* **To do**:
Pick out every line in the items below that has the word "Category", and copy those lines. Case counts.

* **Input data**:
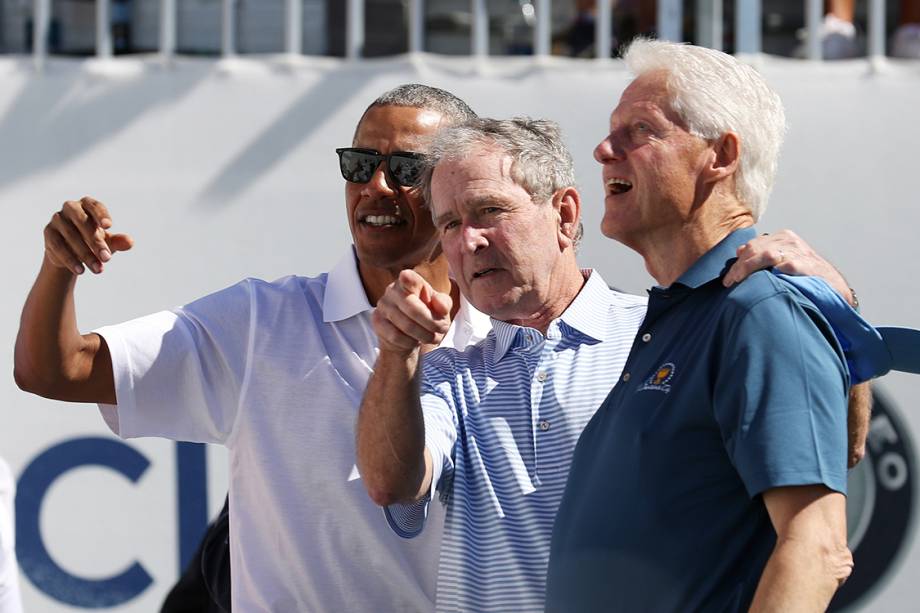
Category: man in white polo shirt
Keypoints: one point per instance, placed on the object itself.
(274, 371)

---

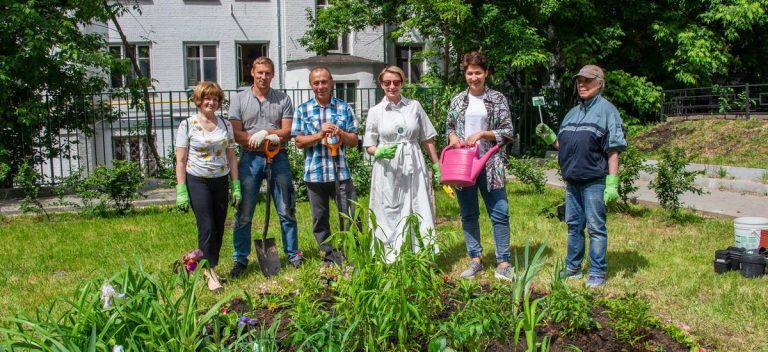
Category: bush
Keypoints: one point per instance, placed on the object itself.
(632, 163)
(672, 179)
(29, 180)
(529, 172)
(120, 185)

* **Response to the task**:
Category: man in white polo shirt
Category: bush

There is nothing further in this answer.